Passage for review:
--- START ---
Our advice to our investment clients has always been that investment into the London property market should be in prime property, in the best locations, as this will attract the best possible tenant. Options in Mayfair, Hyde Park, Marylebone, Kensington, Regents Park and St Johns Wood will bring in attractive rental yields, while also offering good long-term capital appreciation—an important consideration when buying Central London property. Generally, we feel that two-bedroom apartments in locations near to good shops and a tube station make the best rental investment, appealing to the widest tenant market. One-bedroom apartments, while high in demand, have perhaps less chance for appreciation as there is a limit on what someone will pay for these. We would advise investors to avoid ground or lower-ground floors. New builds are good from a maintenance and management perspective, but investors should remain wary as the potential for capital appreciation is not as good as it is with period properties. High-density developments in
particular should be avoided. As an indication of rents achievable, in the most established areas of prime central London you can expect a two-bedroom investment flat to rent for between £800 (Dh4,740) and £3,000 (Dh17,760) per week, depending on size, location and condition. In the more periphery areas, such as St Johns Wood and Notting Hill, a two-bedroom property will achieve anything from £500 (Dh2,960) upwards.
--- END ---
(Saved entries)
--- START ---
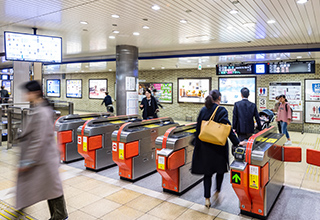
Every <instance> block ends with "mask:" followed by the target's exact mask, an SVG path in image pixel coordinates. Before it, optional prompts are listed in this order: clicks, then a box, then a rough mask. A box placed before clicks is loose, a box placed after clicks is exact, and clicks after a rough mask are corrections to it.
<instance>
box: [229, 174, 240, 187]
mask: <svg viewBox="0 0 320 220" xmlns="http://www.w3.org/2000/svg"><path fill="white" fill-rule="evenodd" d="M231 176H232V178H231V183H235V184H239V185H240V184H241V174H240V173H239V172H235V171H231Z"/></svg>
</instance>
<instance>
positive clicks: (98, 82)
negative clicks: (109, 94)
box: [89, 79, 108, 99]
mask: <svg viewBox="0 0 320 220" xmlns="http://www.w3.org/2000/svg"><path fill="white" fill-rule="evenodd" d="M107 91H108V80H107V79H89V99H103V98H104V97H105V92H107Z"/></svg>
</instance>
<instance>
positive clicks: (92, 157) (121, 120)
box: [78, 115, 140, 170]
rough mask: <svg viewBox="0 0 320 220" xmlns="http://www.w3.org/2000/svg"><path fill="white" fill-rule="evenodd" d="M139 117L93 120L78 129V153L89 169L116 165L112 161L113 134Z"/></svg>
mask: <svg viewBox="0 0 320 220" xmlns="http://www.w3.org/2000/svg"><path fill="white" fill-rule="evenodd" d="M136 119H140V116H139V115H122V116H110V117H107V118H105V117H103V118H96V119H91V120H89V121H87V122H85V123H84V124H83V125H82V126H80V127H79V128H78V152H79V153H80V154H81V155H82V156H83V157H84V165H85V167H86V168H88V169H92V170H100V169H103V168H106V167H109V166H112V165H115V163H114V161H113V160H112V138H111V136H112V132H113V131H115V130H118V129H119V128H120V127H121V125H123V124H124V123H127V122H129V121H133V120H136Z"/></svg>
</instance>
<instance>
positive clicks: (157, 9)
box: [151, 5, 160, 11]
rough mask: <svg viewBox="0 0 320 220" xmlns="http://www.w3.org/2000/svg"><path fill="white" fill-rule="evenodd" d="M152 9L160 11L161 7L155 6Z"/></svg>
mask: <svg viewBox="0 0 320 220" xmlns="http://www.w3.org/2000/svg"><path fill="white" fill-rule="evenodd" d="M151 8H152V9H153V10H156V11H158V10H159V9H160V6H159V5H153V6H152V7H151Z"/></svg>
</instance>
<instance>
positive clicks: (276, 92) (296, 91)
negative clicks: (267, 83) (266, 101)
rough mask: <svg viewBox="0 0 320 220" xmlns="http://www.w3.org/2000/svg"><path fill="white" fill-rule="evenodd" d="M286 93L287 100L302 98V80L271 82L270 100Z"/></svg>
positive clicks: (269, 84)
mask: <svg viewBox="0 0 320 220" xmlns="http://www.w3.org/2000/svg"><path fill="white" fill-rule="evenodd" d="M279 95H285V96H286V99H287V100H301V82H283V83H281V82H274V83H270V84H269V100H275V99H276V97H277V96H279Z"/></svg>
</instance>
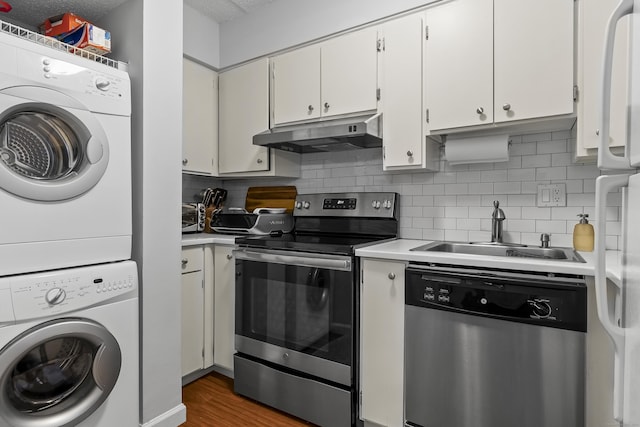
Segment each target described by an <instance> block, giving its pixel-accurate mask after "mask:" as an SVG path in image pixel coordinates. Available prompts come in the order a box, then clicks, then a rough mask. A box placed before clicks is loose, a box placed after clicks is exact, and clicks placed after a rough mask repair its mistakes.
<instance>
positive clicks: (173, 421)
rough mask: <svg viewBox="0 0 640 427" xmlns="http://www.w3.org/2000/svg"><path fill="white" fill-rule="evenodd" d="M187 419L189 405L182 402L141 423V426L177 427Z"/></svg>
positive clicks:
--- END ---
Exercise prompt: Render this sentence from the London property advice above into Spanish: "We would advise investors to avoid ground or lower-ground floors."

Response to the exercise: Aconsejaríamos a los inversores evitar las plantas bajas o los semisótanos.